> _SOURCE DOCUMENT_

Not A Cookie-Cutter Life

Not A Cookie-Cutter Life

If you know me at all, you know that I’m not a cookie-cutter kind of person. Most of my life I’ve been that way despite influences to conform myself to what was expected of me. My parents should have known from the beginning that going by the rules wasn’t my style, but it took them a while. Okay it took until being into my twenties for them to accept it, however by my late twenties, I had taken a drastic change. No one knew what was wrong with me except that I needed help. That came in the form of a psychiatrist, who with plenty of patience sat with me even when I didn’t want to speak.

Mom drove me for a while to the appointments because that was something that couldn’t even be done. No one knew what I did or where I went once my car was gone. Everyone was scared of what I might do to myself or to someone. Some days all I would do was sit and stare without saying a word, not wanting to move. What they didn’t know was that there was a battle going on in my world. Of course in those moments it was real to me because everything that happened could be seen, heard, felt, tasted, and experienced by me. No one knew the internal conflicts going on for months.

Then a psychiatrist helped me to start talking. As the story came out of me, the reality was that there was fear in me. Fear of knowing, of hearing, of learning something that I wasn’t ready for. Yet after repeated attempts of trying to get me on medication, I gave in. My mind, my thoughts, my reality changed. It wasn’t until almost a year later that the question came out of my mouth, “What do I have?” There was no direct answer because the psychiatrist wasn’t the right one to give it to me at the moment. All that was said to me was that since I enjoyed doing research, to look up my symptoms and see if I could figure it out. That’s what I did and what was learned in the process was that I was not sick or crazy or going to hurt anyone but had a mental illness that had a familiar name, a scary name. The more information that was obtained the more convinced I became of what was wrong with me. At my next appointment, the question was asked. The one question that needed an answer, “I have schizophrenia, don’t I?”

> _PARTS OF THE EXERCISE_
a) Decide whether each statement agrees with the personal essay on schizophrenia, answering yes or no and quoting the words of the essay that settle it.
(i) The narrator's mother drove the narrator to appointments for a while.
(ii) The psychiatrist gave a direct answer when the narrator asked, "What do I have?"
(iii) The narrator agreed to take medication the first time it was suggested.
b) Answer these questions using the personal essay on schizophrenia.
(i) Until what point in the narrator's life did it take the parents to accept that going by the rules wasn't the narrator's style?
(ii) What would the narrator do on some days?
(iii) What did the psychiatrist suggest the narrator do to find out what the illness was?
c) Pick up the personal essay on schizophrenia after its last sentence and continue it.
The material that follows comes from a separate source and is unrelated to the personal essay on schizophrenia.

> _AVAILABLE DATA_
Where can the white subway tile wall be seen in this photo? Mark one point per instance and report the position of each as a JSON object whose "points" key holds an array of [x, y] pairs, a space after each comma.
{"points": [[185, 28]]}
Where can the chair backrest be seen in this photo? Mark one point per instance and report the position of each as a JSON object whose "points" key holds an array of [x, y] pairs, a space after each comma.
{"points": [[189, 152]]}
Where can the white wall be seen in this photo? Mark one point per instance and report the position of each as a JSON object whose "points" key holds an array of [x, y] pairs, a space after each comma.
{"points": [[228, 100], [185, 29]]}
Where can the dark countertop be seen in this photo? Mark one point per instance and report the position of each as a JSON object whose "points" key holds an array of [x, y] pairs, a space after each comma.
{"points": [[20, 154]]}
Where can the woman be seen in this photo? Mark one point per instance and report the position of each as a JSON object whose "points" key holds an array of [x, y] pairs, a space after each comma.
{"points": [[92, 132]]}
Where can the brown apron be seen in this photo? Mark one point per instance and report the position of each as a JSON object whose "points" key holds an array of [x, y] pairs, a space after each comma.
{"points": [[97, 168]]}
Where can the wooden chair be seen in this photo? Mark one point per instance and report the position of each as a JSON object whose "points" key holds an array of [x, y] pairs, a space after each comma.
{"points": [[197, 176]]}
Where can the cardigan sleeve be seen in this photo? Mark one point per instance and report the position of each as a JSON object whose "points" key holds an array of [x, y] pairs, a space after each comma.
...
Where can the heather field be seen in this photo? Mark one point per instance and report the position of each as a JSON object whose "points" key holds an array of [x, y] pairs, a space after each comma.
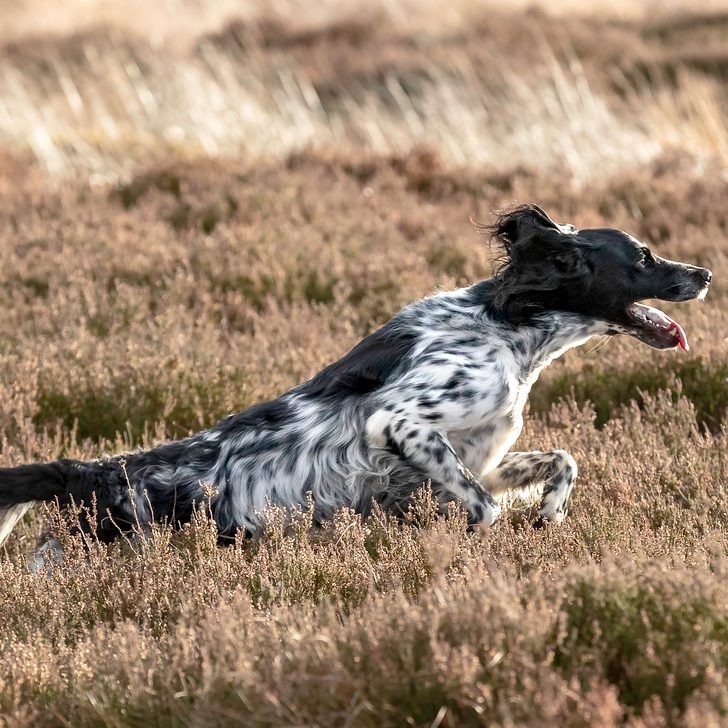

> _ANSWERS BY TASK_
a)
(i) Yes: "Mom drove me for a while to the appointments"
(ii) No: "There was no direct answer"
(iii) No: "after repeated attempts of trying to get me on medication, I gave in"

b)
(i) Until the narrator was into their twenties.
(ii) The narrator would sit and stare without saying a word, not wanting to move.
(iii) Look up the symptoms and see if the narrator could figure it out.

c)
“I believe so,” was the answer that started a long recuperation and drastic reality about me. There were moments the diagnosis was thought to be wrong but every time it came back to the same thing. Schizophrenia. All the symptoms were there from the delusions to the catatonic state. We became a team in making me aware and active again. The struggles were every day. Some days weren’t perfect or happy or eventful. At times all I did was think. There was no writing, reading, movies, or going out. All that was wanted was escape because it was hard to accept and to know what was wrong.

Eventually I went back to college then university pursuing an English major. It was there at the college that I first spoke about Schizophrenia in a public speaking class. Later at the university, a short story of what had happened to me was written. Now after many years I’m ready to take the next step and make it all public knowledge. I have schizophrenia. I haven’t had an episode in eighteen years. My life isn’t as cookie-cutter as what you see because what you see is an image influenced by my parents not the real image of who I am in my mind.